▶ Text for analysis:
****

Access Control at the Cabinet Level: The First Line of Defense in the Cybersecurity Roadmap

Access Control at the Cabinet Level: The First Line of Defense in the Cybersecurity Roadmap

July 20, 2020 In a reality where data has become the world’s most valued asset, cybersecurity has quickly taken on a new meaning within every IT budget. Privacy and ethical management of data are not only priorities but also law.

Within the many layers of cybersecurity, physical security is generally well understood in ICT, but when it comes to executing a simple and effective strategy, there are different opinions of what that strategy should be and how it should be deployed.

How often do enterprise organizations assess the required level of physical security for protecting data? Are they compliant with regulations that address data security? More importantly, how is their IT team applying physical security and complying with privacy laws within a hybrid data center architecture, where the data center, colocation, cloud and edge sites coexist?

When it comes to physical security, there are a few basic guidelines that should be part of a cybersecurity roadmap. But first, it is useful to know the applicable law within each vertical.

REGULATORY COMPLIANCE

The number of breached records in business organizations jumped significantly in 2019 with over 8.5 billion records exposed—that is more than three times greater than 2018 year-over-year—according to the 2020 IBM X-Force Threat Intelligence Index. The report goes on to cite that the over 8.5 billion records that were compromised in 2019 was more than a 200 percent increase than those lost in 2018 and “The inadvertent insider can largely be held responsible for the significant rise.”

Another report, The Cost of Insider Threats: A Global Report 2020, published by IBM and the Ponemon Institute, states that insider security threats have increased significantly in frequency and cost. In fact, from 2016 to 2019 the frequency of incidents per company has tripled from an average of 1 to 3.2 and the average cost has almost doubled. Insider security threats mean that serious data breaches can be caused internally by disgruntled or malicious employees, contractors, those engaged in competitive espionage or other criminally-minded insiders within an organization. These statistics do not even account for the inadvertent insiders who may cause data breaches via human error and non-malicious intent.

The global average cost of a data breach in 2019 was $3.92 million, and the most expensive country in terms of average total cost of a data breach was the U.S. at $8.19 million, more than twice the global average, according to a study by Security Intelligence1. With each data breach costing businesses millions of dollars, regulatory compliance and strict cybersecurity measures are no longer a choice; they are part of the cost of doing business and must be closely watched.

****

▶ Data shown:
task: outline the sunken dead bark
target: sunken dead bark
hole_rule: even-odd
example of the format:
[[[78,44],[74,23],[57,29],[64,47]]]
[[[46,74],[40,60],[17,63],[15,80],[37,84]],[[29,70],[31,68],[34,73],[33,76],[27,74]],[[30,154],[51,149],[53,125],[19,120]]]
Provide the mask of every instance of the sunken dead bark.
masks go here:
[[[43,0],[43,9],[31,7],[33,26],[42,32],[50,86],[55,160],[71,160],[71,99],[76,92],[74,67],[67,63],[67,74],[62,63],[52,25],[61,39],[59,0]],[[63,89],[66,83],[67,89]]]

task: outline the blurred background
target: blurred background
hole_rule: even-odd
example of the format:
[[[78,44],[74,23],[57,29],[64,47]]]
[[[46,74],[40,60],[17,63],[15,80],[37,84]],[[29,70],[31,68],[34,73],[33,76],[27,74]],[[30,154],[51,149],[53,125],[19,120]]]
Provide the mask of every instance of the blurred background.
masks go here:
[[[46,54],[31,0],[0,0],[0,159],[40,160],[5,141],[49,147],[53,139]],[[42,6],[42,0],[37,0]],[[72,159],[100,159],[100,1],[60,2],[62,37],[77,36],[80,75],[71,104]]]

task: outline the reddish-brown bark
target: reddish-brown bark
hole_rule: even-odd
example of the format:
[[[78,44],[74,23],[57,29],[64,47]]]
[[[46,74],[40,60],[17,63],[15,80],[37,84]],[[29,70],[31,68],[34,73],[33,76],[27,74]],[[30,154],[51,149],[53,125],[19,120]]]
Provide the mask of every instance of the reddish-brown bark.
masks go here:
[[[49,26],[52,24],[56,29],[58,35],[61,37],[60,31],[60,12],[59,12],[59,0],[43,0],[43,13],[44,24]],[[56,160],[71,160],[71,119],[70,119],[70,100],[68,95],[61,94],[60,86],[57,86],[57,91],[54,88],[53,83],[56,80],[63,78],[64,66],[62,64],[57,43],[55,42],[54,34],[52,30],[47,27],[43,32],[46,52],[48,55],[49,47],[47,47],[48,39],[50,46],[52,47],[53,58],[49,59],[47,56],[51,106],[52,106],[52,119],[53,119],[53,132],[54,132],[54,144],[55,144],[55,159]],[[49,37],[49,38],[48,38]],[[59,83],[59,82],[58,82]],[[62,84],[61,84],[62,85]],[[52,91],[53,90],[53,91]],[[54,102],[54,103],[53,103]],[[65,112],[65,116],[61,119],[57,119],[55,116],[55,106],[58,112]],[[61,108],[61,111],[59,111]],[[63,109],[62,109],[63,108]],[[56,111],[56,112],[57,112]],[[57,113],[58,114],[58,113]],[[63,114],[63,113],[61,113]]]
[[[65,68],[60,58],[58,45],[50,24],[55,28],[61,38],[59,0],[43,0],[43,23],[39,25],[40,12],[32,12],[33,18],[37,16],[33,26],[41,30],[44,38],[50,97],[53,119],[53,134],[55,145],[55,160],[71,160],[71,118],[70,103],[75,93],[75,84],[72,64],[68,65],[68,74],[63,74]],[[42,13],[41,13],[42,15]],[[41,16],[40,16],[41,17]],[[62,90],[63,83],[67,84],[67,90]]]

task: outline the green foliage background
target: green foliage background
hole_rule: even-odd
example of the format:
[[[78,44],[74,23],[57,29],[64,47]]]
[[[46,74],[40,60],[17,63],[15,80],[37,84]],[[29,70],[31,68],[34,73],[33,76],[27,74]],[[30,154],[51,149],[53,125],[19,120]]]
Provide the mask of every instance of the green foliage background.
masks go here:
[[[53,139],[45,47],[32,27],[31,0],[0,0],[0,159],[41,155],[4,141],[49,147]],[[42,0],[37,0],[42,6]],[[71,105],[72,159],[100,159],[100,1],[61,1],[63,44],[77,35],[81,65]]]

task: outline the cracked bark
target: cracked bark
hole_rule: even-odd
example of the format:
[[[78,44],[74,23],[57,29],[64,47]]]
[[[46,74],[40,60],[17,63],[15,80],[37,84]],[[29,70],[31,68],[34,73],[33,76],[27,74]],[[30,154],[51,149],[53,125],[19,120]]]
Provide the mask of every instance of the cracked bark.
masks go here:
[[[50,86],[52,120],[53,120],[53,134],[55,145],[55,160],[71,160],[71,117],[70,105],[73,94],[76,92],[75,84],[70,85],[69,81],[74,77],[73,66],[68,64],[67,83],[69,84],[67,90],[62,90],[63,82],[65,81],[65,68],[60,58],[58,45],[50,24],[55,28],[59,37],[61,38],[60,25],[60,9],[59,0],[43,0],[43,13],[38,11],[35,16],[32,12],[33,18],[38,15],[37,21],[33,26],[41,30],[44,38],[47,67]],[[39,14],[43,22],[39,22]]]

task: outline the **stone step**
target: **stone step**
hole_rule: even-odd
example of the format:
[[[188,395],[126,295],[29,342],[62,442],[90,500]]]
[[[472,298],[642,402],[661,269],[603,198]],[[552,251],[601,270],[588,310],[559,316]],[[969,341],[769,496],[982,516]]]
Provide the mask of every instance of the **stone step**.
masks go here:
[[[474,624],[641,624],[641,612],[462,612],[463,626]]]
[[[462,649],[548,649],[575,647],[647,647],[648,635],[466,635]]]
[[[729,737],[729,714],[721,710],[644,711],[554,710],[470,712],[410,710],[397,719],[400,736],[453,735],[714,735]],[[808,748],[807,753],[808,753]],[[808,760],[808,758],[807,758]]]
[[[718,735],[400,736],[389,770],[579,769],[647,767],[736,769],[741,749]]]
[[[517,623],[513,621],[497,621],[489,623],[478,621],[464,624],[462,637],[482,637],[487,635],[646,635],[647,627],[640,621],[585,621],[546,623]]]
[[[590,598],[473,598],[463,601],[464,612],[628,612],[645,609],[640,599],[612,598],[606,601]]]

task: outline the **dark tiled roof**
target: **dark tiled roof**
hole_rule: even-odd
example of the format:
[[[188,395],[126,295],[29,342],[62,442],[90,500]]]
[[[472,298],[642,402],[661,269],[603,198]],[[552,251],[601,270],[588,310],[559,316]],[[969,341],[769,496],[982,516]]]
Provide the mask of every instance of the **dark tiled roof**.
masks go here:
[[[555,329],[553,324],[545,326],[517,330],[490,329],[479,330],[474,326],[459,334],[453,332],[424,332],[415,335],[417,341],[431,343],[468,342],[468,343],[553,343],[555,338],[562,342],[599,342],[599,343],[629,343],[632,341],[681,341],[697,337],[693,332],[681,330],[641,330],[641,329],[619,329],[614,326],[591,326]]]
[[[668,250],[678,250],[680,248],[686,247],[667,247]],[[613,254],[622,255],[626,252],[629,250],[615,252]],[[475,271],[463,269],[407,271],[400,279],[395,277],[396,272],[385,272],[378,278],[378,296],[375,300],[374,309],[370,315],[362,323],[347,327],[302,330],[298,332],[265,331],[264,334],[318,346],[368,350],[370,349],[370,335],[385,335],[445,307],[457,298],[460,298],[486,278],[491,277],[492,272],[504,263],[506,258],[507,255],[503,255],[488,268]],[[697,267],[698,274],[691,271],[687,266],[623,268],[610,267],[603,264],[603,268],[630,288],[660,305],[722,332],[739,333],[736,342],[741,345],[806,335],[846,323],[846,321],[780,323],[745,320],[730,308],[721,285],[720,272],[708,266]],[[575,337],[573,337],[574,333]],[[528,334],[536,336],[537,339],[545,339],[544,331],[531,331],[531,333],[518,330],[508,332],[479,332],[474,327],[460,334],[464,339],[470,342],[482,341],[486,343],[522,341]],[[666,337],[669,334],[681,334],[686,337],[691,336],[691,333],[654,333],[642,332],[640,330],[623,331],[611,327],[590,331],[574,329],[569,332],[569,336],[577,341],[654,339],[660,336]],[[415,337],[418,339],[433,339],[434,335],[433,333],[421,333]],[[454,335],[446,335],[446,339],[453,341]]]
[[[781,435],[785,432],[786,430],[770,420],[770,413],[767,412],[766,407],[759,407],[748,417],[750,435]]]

****

▶ Parts of the exercise:
1 - List the site types that the cybersecurity article says coexist in a hybrid data center architecture.
2 - Reproduce the stretch of the cybersecurity article from "Within the many" through "within each vertical.", renaming "physical security" to "facility security" everywhere it occurs.
3 - Write what comes next in the cybersecurity article, picking up after its last sentence.

▶ Numbered responses:
1 - data center, colocation, cloud, edge sites

2 -
Within the many layers of cybersecurity, facility security is generally well understood in ICT, but when it comes to executing a simple and effective strategy, there are different opinions of what that strategy should be and how it should be deployed.

How often do enterprise organizations assess the required level of facility security for protecting data? Are they compliant with regulations that address data security? More importantly, how is their IT team applying facility security and complying with privacy laws within a hybrid data center architecture, where the data center, colocation, cloud and edge sites coexist?

When it comes to facility security, there are a few basic guidelines that should be part of a cybersecurity roadmap. But first, it is useful to know the applicable law within each vertical.

3 -
All data privacy standards and regulations require physical access control measures for data processing and storage equipment, but with most regulations, it is up to organizations to decide which specific method or technology to use. Because of sensitive data privacy concerns, certain segments of the industry—particularly health care and financials—look at cabinet access control more strictly, requiring a detailed report of who, when and why the cabinet is accessed.

Regulations and access-control-related requirements ICT designers and installers should know include:

Health Insurance Portability and Accountability Act (HIPAA)

The Centers for Medicare & Medicaid Services (CMS) has the rule titled Security Standards for the Protection of Electronic Protected Health Information, which requires covered entities to “Implement policies and procedures to limit physical access to its electronic information systems and the facility or facilities in which they are housed, while ensuring that properly authorized access is allowed. Access to hardware and software must be limited to properly authorized individuals.”

Under HIPPA, companies are required to document access attempts, including dates and reason for access. These notes can vary from a simple logbook to a more comprehensive electronic database. The HIPAA rules affect organizations that handle individual health care records, such as pharmacy, dental, vision and medical service providers, insurance, billing, wellness programs, health tracking apps and even gymnasiums.

The Health Insurance Portability and Accountability Act access-control-related requirements include:

  • Limit physical access to electronic information systems and the facility or facilities in which they are housed.
  • Document access attempts, dates and reason for access.
The U.S. Department of Health and Human Services Breach Portal indicated more than a dozen organizations were being investigated from January–April 2020 for unauthorized access breaches with millions of dollars of expected fines.

Federal Information Security Modernization Act (FISMA)

Based on a 2013 presidential Executive Order, Improving Critical Infrastructure Cybersecurity, the National Institute of Standards and Technology (NIST) published a cybersecurity framework to guide companies’ cybersecurity risk management processes.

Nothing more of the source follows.